### [Fragmento del texto]
★ ★ ★ ★ ★
Críticos, activistas y sindicatos en Camboya ¿más cerca de la clandestinidad?

Ms Rany, a teacher and politician in the coastal province of Sihanoukville, and 12 other teachers, all involved in politics, learned that they had been fired shortly after the opposition CNRP party was dissolved. “If the CPP continues to rule the country, I don’t think I can go back to work as a teacher,” she says.

(Enric Català)

[Esta crónica está acompañada del video-documental “Guerra psicológica y resiliencia ‘made in’ Camboya (en tres actos y un epílogo)”]

– ¿Por qué has decidido venir aquí, a esta entrevista para Equal Times?

– Estoy buscando ayuda. Quiero un mejor trato, tanto del Ministerio de Trabajo como de los propietarios. [Mi mensaje:] por favor, no protejan solo a los empleadores. Protéjannos a nosotros también. Queremos un mejor trato. (…) En Camboya, quienes tienen dinero tienen poder. El trabajador no tiene dinero para sobornar, así que ¿cómo va a ganar? (…). El empleador siempre utiliza el dinero para callar a aquellos en el poder, a las autoridades.

Quien habla es Lina (pseudónimo), una trabajadora con 7 años de experiencia en el sector de la confección, procedente de la provincia Tbong Khmum (en el sureste de Camboya). Doek (pseudónimo), un colega suyo del sur, añade:

– El ambiente es tan denigrante... [A veces incluso] nos amenazan diciéndonos que alguien con una espada samurái o un tubo va a aparecer para golpearnos con él, dicen que pueden matarnos en cualquier momento.
★ ★ ★ ★ ★
### [Registros proporcionados]
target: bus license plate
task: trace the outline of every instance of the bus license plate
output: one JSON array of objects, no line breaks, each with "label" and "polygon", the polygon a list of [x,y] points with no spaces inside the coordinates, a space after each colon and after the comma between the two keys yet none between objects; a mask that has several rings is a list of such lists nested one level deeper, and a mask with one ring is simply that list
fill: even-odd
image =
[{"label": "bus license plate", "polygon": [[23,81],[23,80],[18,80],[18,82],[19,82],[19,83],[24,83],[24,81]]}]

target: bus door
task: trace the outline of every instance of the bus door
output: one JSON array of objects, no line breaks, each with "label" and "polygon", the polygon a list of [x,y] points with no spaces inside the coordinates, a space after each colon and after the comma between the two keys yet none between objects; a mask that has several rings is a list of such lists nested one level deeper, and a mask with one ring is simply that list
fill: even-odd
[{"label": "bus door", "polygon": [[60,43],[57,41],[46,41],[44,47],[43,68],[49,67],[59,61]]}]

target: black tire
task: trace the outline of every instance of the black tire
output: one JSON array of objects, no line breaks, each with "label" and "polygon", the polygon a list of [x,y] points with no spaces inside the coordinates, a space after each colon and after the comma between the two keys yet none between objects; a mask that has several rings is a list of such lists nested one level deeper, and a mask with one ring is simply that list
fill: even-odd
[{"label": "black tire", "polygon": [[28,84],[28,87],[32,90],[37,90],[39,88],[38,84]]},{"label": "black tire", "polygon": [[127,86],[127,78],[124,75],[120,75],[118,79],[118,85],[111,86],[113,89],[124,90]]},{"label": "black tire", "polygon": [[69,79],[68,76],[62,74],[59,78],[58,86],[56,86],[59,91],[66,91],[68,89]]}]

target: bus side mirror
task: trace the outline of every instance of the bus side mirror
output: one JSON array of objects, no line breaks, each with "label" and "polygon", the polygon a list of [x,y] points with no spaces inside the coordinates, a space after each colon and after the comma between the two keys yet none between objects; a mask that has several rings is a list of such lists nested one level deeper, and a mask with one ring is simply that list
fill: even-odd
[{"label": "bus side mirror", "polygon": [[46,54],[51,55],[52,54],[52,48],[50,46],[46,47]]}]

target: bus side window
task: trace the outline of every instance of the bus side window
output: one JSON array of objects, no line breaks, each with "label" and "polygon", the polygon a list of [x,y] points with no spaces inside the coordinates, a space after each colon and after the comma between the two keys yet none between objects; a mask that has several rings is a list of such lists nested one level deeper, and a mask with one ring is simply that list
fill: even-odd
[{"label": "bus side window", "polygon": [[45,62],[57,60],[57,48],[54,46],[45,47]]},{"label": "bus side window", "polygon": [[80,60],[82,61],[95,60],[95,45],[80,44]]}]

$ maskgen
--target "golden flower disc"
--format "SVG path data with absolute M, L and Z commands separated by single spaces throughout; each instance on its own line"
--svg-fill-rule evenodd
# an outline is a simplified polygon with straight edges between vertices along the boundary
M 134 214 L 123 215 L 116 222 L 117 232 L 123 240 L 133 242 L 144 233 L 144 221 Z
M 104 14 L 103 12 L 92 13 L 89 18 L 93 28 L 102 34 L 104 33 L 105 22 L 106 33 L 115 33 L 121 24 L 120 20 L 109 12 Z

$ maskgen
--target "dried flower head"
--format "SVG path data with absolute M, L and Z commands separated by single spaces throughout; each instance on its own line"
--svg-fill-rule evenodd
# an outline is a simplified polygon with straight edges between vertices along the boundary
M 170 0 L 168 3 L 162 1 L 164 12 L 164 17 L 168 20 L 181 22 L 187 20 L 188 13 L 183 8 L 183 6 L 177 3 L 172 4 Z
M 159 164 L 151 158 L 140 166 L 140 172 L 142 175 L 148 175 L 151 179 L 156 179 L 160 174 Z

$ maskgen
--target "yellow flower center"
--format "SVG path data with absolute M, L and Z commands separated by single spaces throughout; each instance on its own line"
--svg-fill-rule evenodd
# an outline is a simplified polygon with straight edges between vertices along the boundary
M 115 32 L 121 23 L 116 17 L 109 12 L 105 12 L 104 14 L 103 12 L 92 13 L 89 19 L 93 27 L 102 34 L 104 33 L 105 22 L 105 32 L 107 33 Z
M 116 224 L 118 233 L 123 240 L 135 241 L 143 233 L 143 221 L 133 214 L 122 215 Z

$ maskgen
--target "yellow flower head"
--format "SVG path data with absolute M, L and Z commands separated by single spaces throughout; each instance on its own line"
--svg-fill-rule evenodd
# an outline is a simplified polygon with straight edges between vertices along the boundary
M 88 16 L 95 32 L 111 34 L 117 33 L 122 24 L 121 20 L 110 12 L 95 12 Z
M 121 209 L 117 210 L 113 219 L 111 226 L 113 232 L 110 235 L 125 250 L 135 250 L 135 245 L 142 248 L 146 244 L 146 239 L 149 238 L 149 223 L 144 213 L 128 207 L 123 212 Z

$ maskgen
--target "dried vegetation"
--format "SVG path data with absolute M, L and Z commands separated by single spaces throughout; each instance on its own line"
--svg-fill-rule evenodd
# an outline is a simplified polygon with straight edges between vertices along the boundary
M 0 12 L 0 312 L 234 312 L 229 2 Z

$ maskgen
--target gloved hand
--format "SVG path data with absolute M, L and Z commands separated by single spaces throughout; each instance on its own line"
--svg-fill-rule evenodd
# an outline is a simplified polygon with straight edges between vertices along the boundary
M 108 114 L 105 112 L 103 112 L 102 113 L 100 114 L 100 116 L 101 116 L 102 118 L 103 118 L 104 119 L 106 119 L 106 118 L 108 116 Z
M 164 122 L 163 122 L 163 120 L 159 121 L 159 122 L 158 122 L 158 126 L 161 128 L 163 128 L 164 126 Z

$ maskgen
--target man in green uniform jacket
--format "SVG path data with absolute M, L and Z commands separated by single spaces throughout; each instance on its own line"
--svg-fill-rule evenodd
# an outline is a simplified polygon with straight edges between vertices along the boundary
★ ★ ★ ★ ★
### [Lista de tareas]
- A) Reproduzca el pasaje de la crónica sobre Camboya que se abre con las palabras "Ms Rany, a teacher" y se cierra con "(Enric Català)", cambiando "fired" por "dismissed".
- B) Filtre los registros y copie cada línea que contenga la cadena "head", distinguiendo entre mayúsculas y minúsculas.
La crónica sobre Camboya y los registros no guardan relación alguna entre sí.

### [Respuestas del ejercicio]
- A)
Ms Rany, a teacher and politician in the coastal province of Sihanoukville, and 12 other teachers, all involved in politics, learned that they had been dismissed shortly after the opposition CNRP party was dissolved. “If the CPP continues to rule the country, I don’t think I can go back to work as a teacher,” she says.

(Enric Català)

- B)
--target "dried flower head"
--target "yellow flower head"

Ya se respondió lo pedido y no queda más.